** START **

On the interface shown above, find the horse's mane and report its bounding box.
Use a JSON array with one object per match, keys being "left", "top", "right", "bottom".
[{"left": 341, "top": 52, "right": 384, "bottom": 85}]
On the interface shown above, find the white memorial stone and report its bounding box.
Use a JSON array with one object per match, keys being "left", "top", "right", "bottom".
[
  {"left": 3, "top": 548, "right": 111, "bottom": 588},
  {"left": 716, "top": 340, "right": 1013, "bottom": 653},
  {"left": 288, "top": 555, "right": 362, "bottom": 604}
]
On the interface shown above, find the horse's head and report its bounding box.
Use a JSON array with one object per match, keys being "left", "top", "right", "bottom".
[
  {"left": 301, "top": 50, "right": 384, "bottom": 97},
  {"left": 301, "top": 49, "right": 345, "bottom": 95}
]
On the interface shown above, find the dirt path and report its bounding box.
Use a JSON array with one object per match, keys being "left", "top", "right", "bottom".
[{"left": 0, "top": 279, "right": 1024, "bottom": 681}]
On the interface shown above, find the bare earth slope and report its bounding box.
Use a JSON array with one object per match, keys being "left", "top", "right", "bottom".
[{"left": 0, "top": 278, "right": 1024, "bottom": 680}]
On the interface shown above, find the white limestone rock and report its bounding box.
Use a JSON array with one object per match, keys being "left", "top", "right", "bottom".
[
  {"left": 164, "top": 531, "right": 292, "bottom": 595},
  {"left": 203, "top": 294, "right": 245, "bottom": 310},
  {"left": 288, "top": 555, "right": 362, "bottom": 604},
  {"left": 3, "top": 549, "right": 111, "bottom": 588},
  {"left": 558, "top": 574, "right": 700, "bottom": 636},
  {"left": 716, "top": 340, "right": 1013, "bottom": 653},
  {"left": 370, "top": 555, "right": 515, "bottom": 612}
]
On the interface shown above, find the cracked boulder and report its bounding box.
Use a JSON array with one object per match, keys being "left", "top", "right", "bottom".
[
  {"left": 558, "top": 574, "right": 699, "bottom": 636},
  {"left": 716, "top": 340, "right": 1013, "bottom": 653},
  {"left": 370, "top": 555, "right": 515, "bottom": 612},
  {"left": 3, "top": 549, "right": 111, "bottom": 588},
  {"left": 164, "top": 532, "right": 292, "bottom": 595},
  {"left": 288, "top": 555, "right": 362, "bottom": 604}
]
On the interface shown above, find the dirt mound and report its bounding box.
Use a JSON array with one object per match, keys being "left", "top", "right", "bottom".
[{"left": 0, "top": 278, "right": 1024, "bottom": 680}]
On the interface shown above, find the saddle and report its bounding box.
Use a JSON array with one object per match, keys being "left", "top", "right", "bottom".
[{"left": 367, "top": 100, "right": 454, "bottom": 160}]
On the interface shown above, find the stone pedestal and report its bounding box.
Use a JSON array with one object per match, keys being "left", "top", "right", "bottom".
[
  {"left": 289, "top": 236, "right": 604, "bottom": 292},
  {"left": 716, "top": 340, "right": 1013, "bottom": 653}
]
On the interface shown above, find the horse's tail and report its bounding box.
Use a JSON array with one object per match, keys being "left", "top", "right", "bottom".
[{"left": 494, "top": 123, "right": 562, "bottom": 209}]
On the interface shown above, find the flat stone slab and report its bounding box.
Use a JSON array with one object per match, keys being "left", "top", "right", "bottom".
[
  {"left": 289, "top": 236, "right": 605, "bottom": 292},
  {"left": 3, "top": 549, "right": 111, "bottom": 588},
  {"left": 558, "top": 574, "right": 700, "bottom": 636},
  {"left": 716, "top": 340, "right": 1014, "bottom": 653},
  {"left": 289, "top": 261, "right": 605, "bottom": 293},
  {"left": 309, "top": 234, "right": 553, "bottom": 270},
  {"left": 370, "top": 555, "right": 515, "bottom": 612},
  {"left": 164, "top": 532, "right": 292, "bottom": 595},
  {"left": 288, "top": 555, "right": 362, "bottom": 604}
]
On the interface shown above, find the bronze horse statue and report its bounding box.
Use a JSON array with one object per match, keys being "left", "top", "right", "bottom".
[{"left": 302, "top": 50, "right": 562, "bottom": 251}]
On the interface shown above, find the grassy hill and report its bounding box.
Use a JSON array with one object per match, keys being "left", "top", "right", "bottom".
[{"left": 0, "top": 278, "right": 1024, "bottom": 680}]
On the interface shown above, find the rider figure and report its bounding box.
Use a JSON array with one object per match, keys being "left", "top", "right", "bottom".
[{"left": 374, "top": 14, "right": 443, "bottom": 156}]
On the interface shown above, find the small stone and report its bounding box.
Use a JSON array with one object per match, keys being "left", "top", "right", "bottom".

** END **

Please pick out every line in the rows above that contains the word "dirt" and copy each of those lines.

On the interface shown above, find the dirt path and report its bounding box.
On the interface shown above, find the dirt mound and report its bounding box.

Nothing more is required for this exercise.